- Task objective -
Gather each line of the material below that contains the word "window".

-- start of Working data --

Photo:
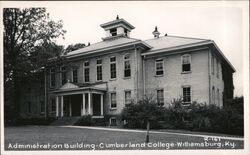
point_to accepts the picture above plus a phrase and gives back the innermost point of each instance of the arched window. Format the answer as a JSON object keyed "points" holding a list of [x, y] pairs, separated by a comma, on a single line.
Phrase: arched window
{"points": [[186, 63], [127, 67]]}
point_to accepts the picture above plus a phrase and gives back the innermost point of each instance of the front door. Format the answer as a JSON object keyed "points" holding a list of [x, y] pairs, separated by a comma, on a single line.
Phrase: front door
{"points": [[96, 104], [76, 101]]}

-- end of Working data --
-- start of Working data --

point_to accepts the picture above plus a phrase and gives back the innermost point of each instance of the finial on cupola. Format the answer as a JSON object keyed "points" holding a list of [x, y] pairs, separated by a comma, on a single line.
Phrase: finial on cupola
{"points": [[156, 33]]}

-- end of Working data --

- Response to this task -
point_to accepts the picture above plus a phrase and gives back the innermost point of each instance of the arched window. Format the answer as a JSON object keyed "points" holding a list of [x, y] pairs, separated by a comma, on a single line.
Phrase: arched window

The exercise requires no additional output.